[START Records provided]

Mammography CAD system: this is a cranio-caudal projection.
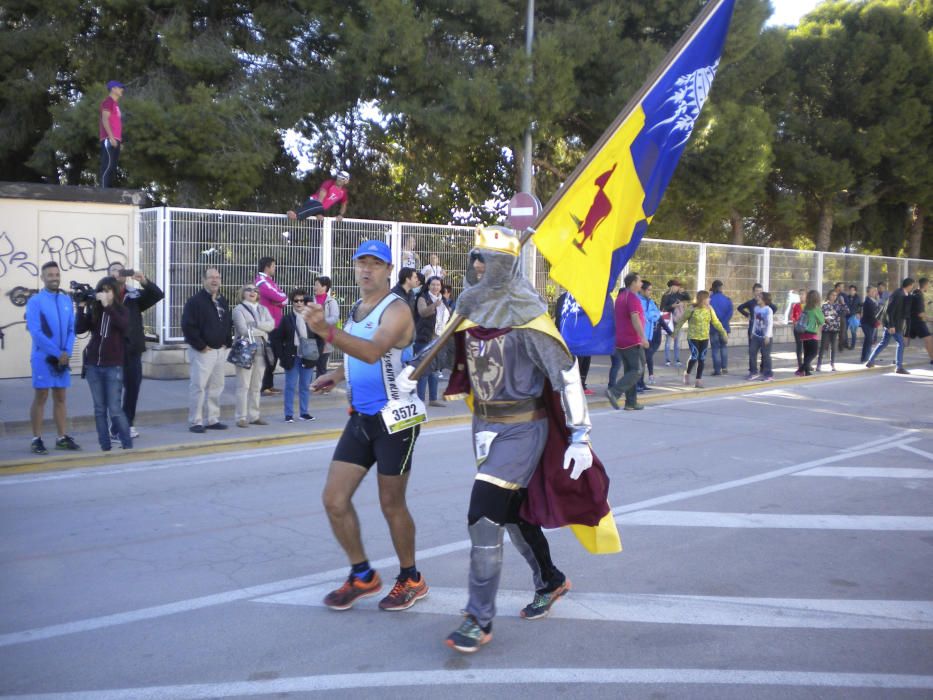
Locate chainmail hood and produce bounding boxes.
[457,248,547,328]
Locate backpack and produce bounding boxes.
[794,311,810,333]
[875,296,891,325]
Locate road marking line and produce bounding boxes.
[0,540,470,647]
[0,429,919,647]
[253,586,933,630]
[0,425,470,487]
[8,668,933,700]
[791,467,933,479]
[612,431,920,516]
[895,445,933,461]
[616,510,933,532]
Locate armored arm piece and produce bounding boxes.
[560,360,593,443]
[525,331,592,444]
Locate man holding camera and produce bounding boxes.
[26,262,81,455]
[107,262,165,440]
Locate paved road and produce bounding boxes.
[0,370,933,700]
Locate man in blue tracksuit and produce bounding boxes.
[26,262,80,455]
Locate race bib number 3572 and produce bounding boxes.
[381,395,428,435]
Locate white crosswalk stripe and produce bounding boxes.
[254,586,933,630]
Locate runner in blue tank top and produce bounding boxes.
[303,241,428,610]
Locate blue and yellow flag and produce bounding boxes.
[534,0,735,336]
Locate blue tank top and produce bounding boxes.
[343,292,413,416]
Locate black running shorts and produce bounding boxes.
[334,412,421,476]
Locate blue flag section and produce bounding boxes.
[548,0,735,355]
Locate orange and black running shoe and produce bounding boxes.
[379,574,428,611]
[324,571,382,610]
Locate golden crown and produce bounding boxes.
[473,226,522,257]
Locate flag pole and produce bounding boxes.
[411,0,726,380]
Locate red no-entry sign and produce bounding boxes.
[508,192,541,231]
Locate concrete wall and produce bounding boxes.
[0,183,145,379]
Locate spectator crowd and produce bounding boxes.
[26,232,933,454]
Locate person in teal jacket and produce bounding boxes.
[26,262,80,455]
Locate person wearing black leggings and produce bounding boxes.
[816,289,843,372]
[796,289,826,377]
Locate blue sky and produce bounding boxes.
[768,0,820,25]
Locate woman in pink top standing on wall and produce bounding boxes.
[97,80,123,188]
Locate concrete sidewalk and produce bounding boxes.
[0,344,929,471]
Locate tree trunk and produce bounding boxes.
[729,209,745,245]
[816,202,833,251]
[907,204,924,258]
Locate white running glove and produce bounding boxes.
[395,365,418,394]
[564,442,593,481]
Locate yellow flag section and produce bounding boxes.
[570,510,622,554]
[451,314,622,554]
[534,111,645,323]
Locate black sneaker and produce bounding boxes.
[55,435,81,450]
[446,615,492,654]
[606,389,619,411]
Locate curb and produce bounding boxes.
[0,365,922,477]
[0,413,471,478]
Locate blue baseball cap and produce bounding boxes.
[353,241,392,265]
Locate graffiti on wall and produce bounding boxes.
[39,233,126,272]
[0,231,39,278]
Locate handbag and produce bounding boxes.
[298,337,321,362]
[794,311,810,333]
[227,331,259,369]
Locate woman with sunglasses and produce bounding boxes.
[233,284,275,428]
[272,288,316,423]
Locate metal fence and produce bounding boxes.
[132,207,933,343]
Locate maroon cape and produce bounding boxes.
[444,327,609,528]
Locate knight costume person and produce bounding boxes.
[399,227,618,653]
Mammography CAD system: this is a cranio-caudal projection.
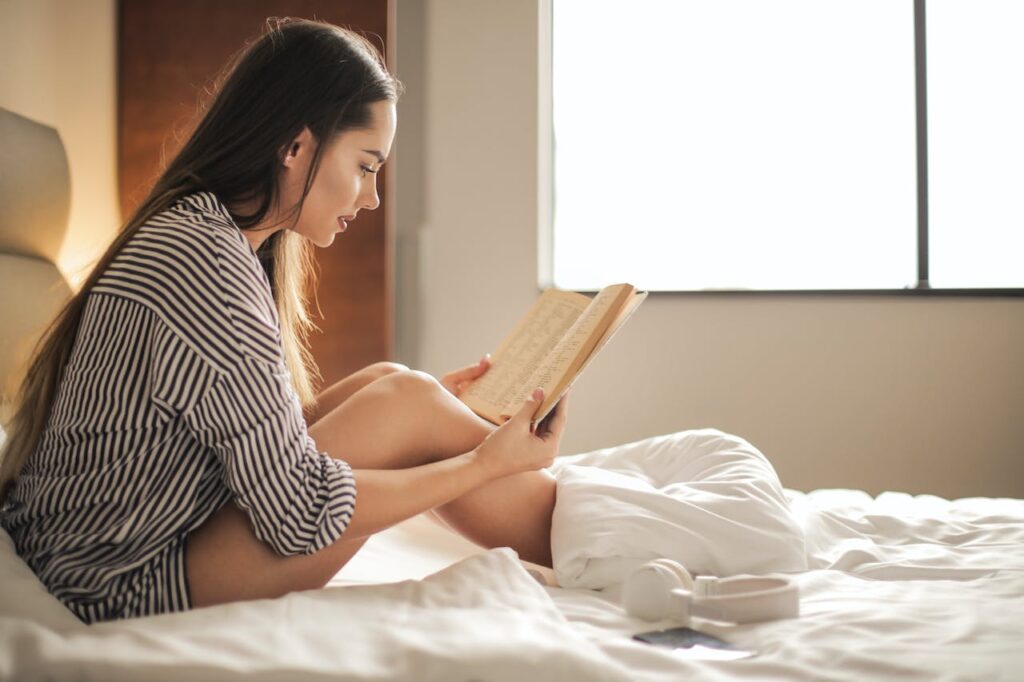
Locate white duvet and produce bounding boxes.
[0,431,1024,681]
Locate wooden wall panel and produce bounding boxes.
[118,0,394,385]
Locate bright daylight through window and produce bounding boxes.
[550,0,1024,291]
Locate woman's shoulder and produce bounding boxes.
[90,193,280,366]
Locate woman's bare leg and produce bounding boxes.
[186,371,555,606]
[309,372,556,567]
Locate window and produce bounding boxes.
[542,0,1024,291]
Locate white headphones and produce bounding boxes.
[623,559,800,624]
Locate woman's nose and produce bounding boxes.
[361,177,381,211]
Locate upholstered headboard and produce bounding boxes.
[0,109,71,423]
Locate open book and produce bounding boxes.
[459,284,647,424]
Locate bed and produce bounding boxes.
[0,111,1024,682]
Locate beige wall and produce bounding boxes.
[0,0,121,285]
[6,0,1024,497]
[395,0,1024,497]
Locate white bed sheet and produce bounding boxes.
[336,489,1024,681]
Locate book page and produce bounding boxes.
[460,289,591,423]
[526,284,635,420]
[535,291,647,421]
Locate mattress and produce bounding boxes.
[335,489,1024,680]
[0,462,1024,682]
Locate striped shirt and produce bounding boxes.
[0,193,355,623]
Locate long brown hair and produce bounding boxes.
[0,18,401,500]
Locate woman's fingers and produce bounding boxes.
[536,393,569,438]
[440,353,490,395]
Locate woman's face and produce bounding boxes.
[281,101,397,247]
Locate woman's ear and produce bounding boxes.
[281,126,314,168]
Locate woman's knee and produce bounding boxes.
[373,368,447,400]
[365,360,410,382]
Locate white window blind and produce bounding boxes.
[557,0,1024,291]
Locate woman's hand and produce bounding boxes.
[476,388,568,476]
[438,353,490,397]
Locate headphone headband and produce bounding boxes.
[623,559,800,623]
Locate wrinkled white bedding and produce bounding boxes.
[0,432,1024,681]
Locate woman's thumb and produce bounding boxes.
[516,388,544,422]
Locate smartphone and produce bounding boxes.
[633,628,757,660]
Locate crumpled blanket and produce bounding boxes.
[551,429,807,589]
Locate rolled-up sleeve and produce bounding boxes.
[185,356,355,555]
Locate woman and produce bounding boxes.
[0,19,565,623]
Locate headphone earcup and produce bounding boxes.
[623,559,693,621]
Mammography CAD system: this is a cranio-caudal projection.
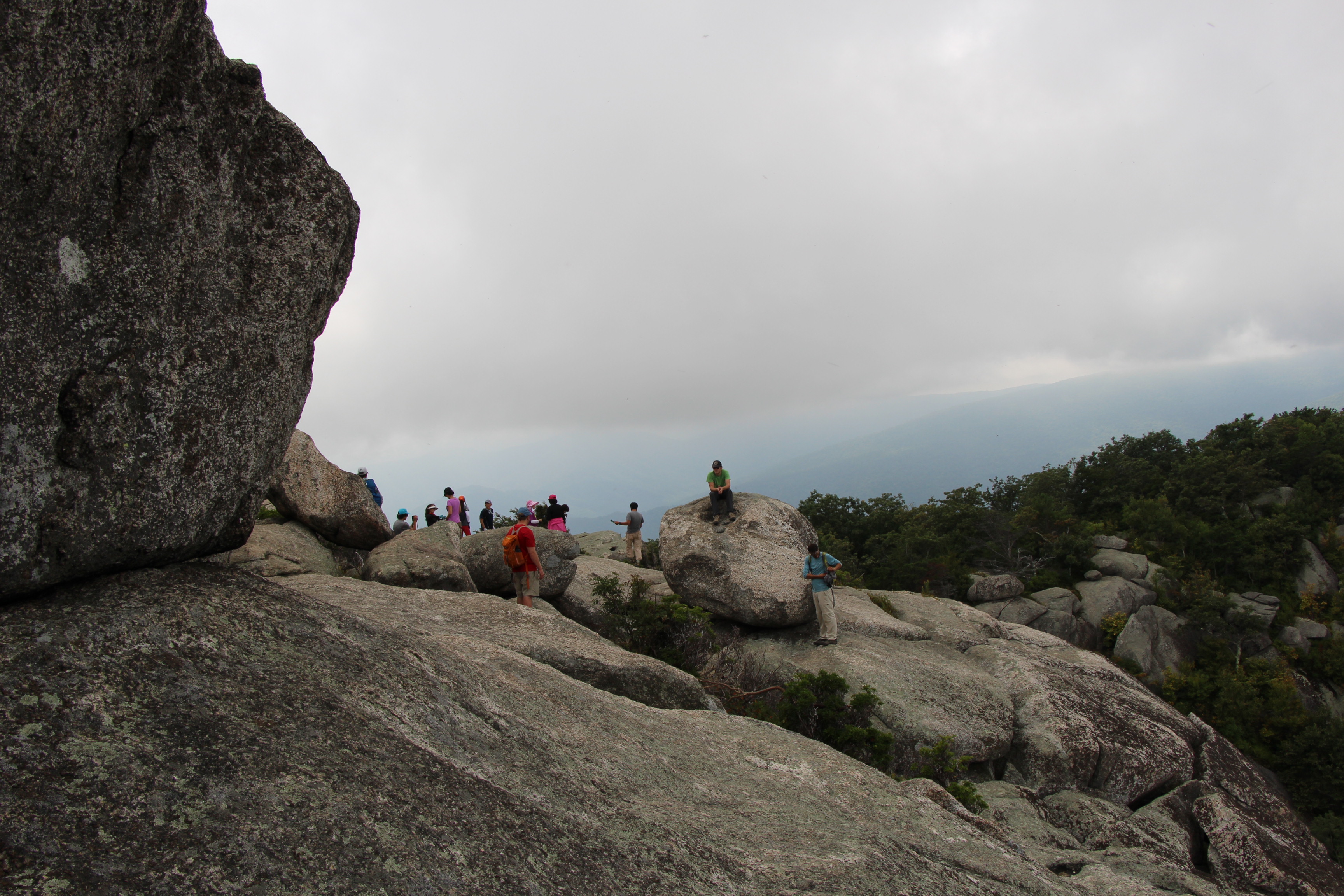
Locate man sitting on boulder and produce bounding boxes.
[359,466,383,506]
[392,508,419,535]
[704,461,738,523]
[802,544,840,648]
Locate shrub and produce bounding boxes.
[1101,612,1129,650]
[910,735,989,813]
[593,574,718,674]
[1312,811,1344,861]
[739,669,895,771]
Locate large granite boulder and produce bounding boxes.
[1091,548,1148,582]
[1113,606,1200,688]
[266,430,392,551]
[658,492,817,627]
[574,529,625,560]
[285,575,704,709]
[965,634,1199,806]
[458,527,578,600]
[0,0,359,598]
[552,553,672,632]
[976,598,1047,626]
[201,520,341,578]
[0,564,1081,896]
[1031,588,1083,615]
[1029,610,1102,650]
[966,575,1026,603]
[1074,575,1157,626]
[363,520,476,591]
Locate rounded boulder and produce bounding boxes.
[364,521,476,591]
[266,430,392,551]
[458,527,579,598]
[658,492,817,629]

[END Records provided]

● **Given instruction**
Gather every line in the dataset records that contains the word "road", matching case exactly.

● **Response to the task**
Locate road marking line and produce bounding boxes.
Locate paved road and produce bounding boxes.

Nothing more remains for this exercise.